An applicable retained interest is either 1) a distribution right in an entity that before the transfer is controlled by the transferor and his family, or 2) a liquidation, put, call or conversion right.

Let's pause for two comments and a brief definition break.

First, note that we focus on a partnership and a corporation. The problematical "enterprise" concept used in Sec. 2036(c) is eliminated. Second, the rules do not apply to a retained interest that is marketable or a similar interest that differs from a marketable interest only with respect to voting rights for stock and management rights and liability limits for partnerships.

"Control" means 50% (by vote or by value) of the stock of a corporation or 50% of the capital or profits interest in a partnership. In a limited partnership, all general partners, regardless of interest, are deemed to have control. "Family" includes spouses, ancestors and lineal descendants as well as spouses of ancestors and lineal descendants; attribution rules also apply.

Any retained right which is not a right to receive a "qualified payment" is valued at zero, and thus the value of a transferred interest is the value of the entire property. A qualified payment is a dividend payable on a periodic basis and at a fixed rate, including one bearing a fixed relationship to a specified market rate, under cumulative preferred stock or a comparable payment under a partnership agreement.

Going back to our example, the X Inc. recapitalization would cause Father to be treated as having made a gift to Son of the entire value of the corporation. Retention of non-cumulative preferred is valued at zero under the new statute.

A transferor or applicable family member may irrevocably elect to treat any distribution right as a qualified payment. Amounts not paid at the specified times are treated as transfers subject to compounding rules. The statute also gives transferors or applicable family members the right to irrevocably elect out of the qualified payment rules. Neither the statute nor the Committee Report is clear on just how this election works and what its effects are.

### DATA
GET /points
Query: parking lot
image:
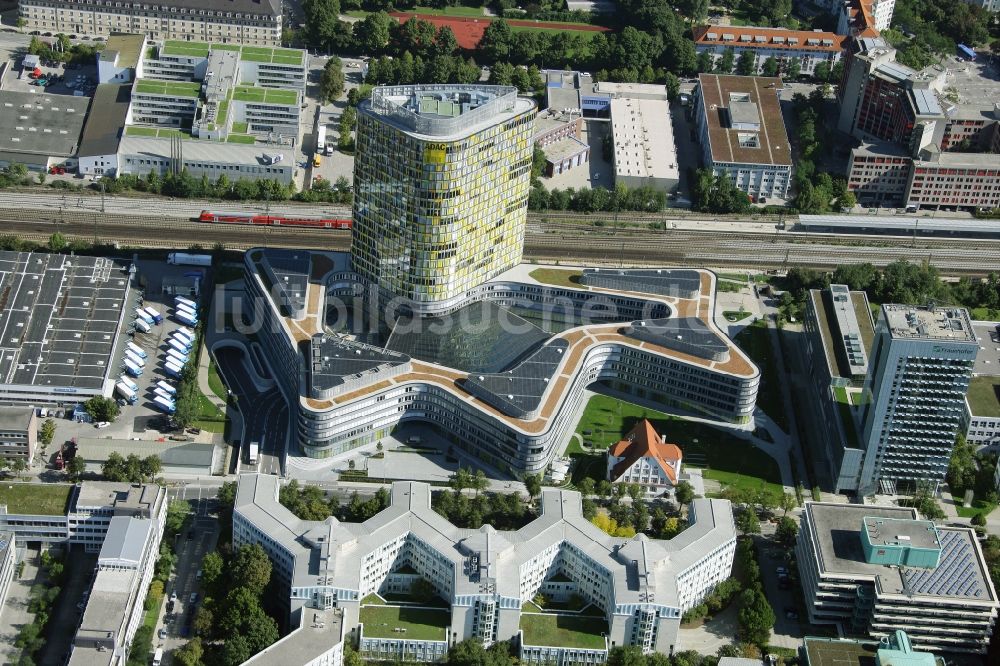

### THE PROBLEM
Return the passage on valuing retained interests word for word, in full.

### FULL RESPONSE
An applicable retained interest is either 1) a distribution right in an entity that before the transfer is controlled by the transferor and his family, or 2) a liquidation, put, call or conversion right.

Let's pause for two comments and a brief definition break.

First, note that we focus on a partnership and a corporation. The problematical "enterprise" concept used in Sec. 2036(c) is eliminated. Second, the rules do not apply to a retained interest that is marketable or a similar interest that differs from a marketable interest only with respect to voting rights for stock and management rights and liability limits for partnerships.

"Control" means 50% (by vote or by value) of the stock of a corporation or 50% of the capital or profits interest in a partnership. In a limited partnership, all general partners, regardless of interest, are deemed to have control. "Family" includes spouses, ancestors and lineal descendants as well as spouses of ancestors and lineal descendants; attribution rules also apply.

Any retained right which is not a right to receive a "qualified payment" is valued at zero, and thus the value of a transferred interest is the value of the entire property. A qualified payment is a dividend payable on a periodic basis and at a fixed rate, including one bearing a fixed relationship to a specified market rate, under cumulative preferred stock or a comparable payment under a partnership agreement.

Going back to our example, the X Inc. recapitalization would cause Father to be treated as having made a gift to Son of the entire value of the corporation. Retention of non-cumulative preferred is valued at zero under the new statute.

A transferor or applicable family member may irrevocably elect to treat any distribution right as a qualified payment. Amounts not paid at the specified times are treated as transfers subject to compounding rules. The statute also gives transferors or applicable family members the right to irrevocably elect out of the qualified payment rules. Neither the statute nor the Committee Report is clear on just how this election works and what its effects are.